[Exercise inputs start]
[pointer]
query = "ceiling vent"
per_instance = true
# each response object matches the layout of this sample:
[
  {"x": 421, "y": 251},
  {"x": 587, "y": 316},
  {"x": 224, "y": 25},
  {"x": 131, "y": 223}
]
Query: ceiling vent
[Exercise inputs end]
Pull every line of the material above and reproduce it unchanged, in the same order.

[pointer]
query = "ceiling vent"
per_instance = true
# each response object matches the layout of this sample:
[
  {"x": 421, "y": 251},
  {"x": 587, "y": 316},
  {"x": 224, "y": 25},
  {"x": 131, "y": 223}
]
Query: ceiling vent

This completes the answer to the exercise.